SlotsomOp grond van het vorenstaande is het hoger beroep ongegrond.

5.Proceskosten

Het Hof stelt de kosten die belanghebbende in verband met de behandeling van het hoger beroep heeft moeten maken overeenkomstig het Besluit proceskosten bestuursrecht vast op € 674,40 aan reis- en verletkosten. De heffingsambtenaar heeft zich ter zitting van het Hof daarmee akkoord verklaard.

6.Beslissing

Het Hof:
- bevestigt de uitspraak van de Rechtbank,
- veroordeelt de heffingsambtenaar in de proceskosten van belanghebbende tot een bedrag van € 674,40 en
– bepaalt dat van de heffingsambtenaar op het moment dat deze uitspraak onherroepelijk is komen vast te staan een griffierecht zal worden geheven van € 508.
Deze uitspraak is gedaan door mr. P. van der Wal, voorzitter, mr. G.B.A. Brummer en mr. E. Polak, in tegenwoordigheid van mr. H. de Jong als griffier.
De beslissing is op 8 oktober 2019 in het openbaar uitgesproken.
De griffier, De voorzitter,
(H. de Jong)
(P. van der Wal)
Afschriften zijn aangetekend per post verzonden op 9 oktober 2019
Tegen deze uitspraak kunnen beide partijen binnen zes weken na de verzenddatum beroep in cassatie instellen bij
de Hoge Raad der Nederlanden (belastingkamer),
Postbus 20303,
2500 EH Den Haag.
Daarbij moet het volgende in acht worden genomen:
1. bij het beroepschrift wordt een afschrift van deze uitspraak overgelegd;
2 - het beroepschrift moet ondertekend zijn en ten minste het volgende vermelden:
a. de naam en het adres van de indiener;
b. de dagtekening;
c. een omschrijving van de uitspraak waartegen het beroep in cassatie is gericht;
d. de gronden van het beroep in cassatie.
Voor het instellen van beroep in cassatie is griffierecht verschuldigd. Na het instellen van beroep in cassatie ontvangt de indiener een nota griffierecht van de griffier van de Hoge Raad. In het cassatieberoepschrift kan de Hoge Raad verzocht worden om de wederpartij te veroordelen in de proceskosten.

* * * * * * *

* **OPDRACHT**
Schrijf een deel van de uitspraak opnieuw uit: begin bij de woorden "Voor het instellen" en stop na "in de proceskosten.". Verruil daarin "wederpartij" voor "tegenpartij".

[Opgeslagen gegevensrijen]
* * * * * * *

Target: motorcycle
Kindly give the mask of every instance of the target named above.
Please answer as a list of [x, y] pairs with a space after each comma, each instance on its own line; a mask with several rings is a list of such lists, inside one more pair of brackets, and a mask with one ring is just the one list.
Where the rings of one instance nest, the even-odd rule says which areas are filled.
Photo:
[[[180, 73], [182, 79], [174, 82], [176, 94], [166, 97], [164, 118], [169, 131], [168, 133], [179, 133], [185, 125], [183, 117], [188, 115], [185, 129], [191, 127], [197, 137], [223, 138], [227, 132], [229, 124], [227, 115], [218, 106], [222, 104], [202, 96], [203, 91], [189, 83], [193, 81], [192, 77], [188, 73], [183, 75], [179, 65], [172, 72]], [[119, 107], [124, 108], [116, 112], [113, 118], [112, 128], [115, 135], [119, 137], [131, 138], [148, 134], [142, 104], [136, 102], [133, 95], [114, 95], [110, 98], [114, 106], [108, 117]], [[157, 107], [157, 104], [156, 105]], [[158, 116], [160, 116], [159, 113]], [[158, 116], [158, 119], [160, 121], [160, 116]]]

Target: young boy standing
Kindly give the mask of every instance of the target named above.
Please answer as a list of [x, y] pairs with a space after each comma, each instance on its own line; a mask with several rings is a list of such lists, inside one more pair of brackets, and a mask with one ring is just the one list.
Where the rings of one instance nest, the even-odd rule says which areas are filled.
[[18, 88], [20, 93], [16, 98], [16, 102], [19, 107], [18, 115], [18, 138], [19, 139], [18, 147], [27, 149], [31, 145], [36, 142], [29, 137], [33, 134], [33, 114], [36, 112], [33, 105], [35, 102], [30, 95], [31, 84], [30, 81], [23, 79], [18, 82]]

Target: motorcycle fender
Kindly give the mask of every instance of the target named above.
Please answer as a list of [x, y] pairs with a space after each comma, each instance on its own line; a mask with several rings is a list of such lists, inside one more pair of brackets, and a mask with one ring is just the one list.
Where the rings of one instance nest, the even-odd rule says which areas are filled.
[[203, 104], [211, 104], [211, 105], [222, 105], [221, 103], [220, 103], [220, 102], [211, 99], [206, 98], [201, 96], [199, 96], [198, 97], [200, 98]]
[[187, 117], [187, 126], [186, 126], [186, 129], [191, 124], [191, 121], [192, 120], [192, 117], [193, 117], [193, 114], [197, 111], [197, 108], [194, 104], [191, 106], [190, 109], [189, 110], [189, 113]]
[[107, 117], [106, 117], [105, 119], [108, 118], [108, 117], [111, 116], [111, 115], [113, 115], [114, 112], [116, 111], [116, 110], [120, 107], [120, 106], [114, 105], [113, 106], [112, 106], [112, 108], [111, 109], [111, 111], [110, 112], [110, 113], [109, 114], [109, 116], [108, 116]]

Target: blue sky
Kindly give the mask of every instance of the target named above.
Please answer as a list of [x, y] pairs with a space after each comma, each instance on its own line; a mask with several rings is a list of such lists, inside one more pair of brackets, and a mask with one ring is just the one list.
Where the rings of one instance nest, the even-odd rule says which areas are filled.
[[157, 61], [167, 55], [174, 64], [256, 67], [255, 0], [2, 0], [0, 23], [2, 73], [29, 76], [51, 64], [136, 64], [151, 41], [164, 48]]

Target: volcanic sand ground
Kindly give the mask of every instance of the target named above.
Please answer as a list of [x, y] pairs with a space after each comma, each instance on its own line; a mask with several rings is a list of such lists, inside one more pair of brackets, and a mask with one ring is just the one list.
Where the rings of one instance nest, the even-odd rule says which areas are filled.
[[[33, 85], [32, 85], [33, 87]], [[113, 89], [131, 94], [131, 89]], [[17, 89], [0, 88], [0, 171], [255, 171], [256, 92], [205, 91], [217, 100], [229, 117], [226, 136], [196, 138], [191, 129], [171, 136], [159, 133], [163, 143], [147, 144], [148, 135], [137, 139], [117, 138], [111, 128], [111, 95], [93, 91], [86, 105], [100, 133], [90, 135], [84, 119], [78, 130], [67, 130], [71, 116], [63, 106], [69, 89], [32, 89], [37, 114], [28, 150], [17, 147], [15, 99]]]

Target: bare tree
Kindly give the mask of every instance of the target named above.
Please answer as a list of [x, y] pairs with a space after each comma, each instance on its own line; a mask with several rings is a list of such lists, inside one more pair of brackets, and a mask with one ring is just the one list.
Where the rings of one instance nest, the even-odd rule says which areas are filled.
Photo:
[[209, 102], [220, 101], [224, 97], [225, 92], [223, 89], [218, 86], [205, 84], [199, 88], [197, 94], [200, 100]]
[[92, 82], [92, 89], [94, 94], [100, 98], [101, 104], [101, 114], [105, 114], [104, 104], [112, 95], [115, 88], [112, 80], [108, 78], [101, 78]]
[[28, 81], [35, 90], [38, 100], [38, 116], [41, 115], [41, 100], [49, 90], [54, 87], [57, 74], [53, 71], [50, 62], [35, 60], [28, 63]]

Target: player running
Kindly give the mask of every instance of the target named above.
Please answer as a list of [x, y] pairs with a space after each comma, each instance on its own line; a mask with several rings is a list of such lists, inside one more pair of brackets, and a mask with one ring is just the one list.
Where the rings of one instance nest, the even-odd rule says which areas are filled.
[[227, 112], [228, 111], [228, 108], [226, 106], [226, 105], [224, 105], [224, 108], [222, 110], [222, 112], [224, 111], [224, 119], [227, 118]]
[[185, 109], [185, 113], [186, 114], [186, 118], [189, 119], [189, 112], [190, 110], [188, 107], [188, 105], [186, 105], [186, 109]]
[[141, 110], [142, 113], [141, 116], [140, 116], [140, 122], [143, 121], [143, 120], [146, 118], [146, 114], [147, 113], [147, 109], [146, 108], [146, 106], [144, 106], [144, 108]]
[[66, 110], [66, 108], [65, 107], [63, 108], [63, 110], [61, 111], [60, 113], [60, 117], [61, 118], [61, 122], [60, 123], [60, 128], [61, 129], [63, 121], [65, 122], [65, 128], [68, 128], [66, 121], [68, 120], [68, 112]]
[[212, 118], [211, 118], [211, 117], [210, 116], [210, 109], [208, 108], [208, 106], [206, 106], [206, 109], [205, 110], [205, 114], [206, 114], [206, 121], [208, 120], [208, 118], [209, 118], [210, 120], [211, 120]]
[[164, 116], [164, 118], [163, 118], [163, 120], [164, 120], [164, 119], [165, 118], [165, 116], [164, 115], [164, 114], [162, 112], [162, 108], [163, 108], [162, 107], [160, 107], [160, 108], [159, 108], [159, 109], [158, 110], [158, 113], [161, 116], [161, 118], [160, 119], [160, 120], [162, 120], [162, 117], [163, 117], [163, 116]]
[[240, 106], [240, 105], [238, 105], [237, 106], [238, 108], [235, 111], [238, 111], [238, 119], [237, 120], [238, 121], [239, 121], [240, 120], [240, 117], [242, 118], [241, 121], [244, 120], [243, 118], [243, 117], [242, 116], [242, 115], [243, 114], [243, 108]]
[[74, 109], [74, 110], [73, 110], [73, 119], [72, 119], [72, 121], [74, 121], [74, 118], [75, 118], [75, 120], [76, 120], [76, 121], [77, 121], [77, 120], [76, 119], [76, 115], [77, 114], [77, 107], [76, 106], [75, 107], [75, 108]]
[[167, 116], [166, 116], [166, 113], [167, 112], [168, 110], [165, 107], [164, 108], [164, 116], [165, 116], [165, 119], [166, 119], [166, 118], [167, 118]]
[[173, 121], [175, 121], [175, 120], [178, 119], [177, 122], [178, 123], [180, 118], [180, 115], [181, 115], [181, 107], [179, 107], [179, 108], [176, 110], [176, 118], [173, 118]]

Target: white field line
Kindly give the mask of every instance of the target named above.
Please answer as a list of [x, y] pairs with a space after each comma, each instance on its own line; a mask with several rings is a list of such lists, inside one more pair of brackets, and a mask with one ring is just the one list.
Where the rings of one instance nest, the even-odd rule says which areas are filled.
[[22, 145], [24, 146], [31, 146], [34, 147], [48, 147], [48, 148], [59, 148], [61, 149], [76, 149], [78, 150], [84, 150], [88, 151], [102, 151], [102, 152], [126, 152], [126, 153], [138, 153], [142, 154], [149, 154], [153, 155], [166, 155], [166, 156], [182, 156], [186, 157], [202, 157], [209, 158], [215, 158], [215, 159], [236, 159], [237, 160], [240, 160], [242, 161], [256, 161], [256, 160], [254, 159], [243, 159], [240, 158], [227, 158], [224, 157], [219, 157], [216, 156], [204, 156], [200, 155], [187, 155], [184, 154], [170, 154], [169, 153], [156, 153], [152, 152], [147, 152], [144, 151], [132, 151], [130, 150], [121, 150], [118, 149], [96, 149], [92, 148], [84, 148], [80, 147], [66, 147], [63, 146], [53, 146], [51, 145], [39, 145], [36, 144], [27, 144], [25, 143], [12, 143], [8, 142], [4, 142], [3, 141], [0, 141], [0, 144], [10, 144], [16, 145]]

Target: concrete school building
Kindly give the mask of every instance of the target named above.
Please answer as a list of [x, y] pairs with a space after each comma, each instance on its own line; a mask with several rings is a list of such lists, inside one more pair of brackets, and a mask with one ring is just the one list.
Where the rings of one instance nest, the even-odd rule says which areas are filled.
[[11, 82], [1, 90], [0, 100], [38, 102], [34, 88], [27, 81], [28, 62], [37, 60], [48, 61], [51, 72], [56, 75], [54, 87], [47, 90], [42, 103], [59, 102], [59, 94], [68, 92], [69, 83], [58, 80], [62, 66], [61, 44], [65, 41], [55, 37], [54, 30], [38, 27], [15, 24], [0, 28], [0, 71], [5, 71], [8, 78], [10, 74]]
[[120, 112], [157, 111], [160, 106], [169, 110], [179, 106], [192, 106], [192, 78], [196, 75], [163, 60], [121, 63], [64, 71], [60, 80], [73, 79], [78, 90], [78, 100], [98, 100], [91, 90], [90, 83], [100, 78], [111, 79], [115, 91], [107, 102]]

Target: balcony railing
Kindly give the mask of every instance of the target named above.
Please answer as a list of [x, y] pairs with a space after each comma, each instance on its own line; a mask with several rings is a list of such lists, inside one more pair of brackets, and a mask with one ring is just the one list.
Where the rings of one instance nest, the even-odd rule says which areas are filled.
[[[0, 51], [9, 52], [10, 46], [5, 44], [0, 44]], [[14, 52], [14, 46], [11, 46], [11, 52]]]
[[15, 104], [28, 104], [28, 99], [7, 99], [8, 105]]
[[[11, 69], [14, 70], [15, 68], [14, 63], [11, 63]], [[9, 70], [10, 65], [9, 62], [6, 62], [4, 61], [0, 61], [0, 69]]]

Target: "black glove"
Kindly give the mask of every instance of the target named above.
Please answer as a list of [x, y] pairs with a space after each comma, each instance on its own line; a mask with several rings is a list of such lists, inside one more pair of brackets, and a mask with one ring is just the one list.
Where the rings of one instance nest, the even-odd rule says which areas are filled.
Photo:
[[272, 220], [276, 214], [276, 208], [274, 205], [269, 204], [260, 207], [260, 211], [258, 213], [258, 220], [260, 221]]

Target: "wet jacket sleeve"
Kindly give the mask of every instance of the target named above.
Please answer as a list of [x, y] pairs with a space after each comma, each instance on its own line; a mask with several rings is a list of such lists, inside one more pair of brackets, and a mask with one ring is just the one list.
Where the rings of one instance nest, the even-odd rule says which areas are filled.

* * * * * * *

* **ANTWOORD**
Voor het instellen van beroep in cassatie is griffierecht verschuldigd. Na het instellen van beroep in cassatie ontvangt de indiener een nota griffierecht van de griffier van de Hoge Raad. In het cassatieberoepschrift kan de Hoge Raad verzocht worden om de tegenpartij te veroordelen in de proceskosten.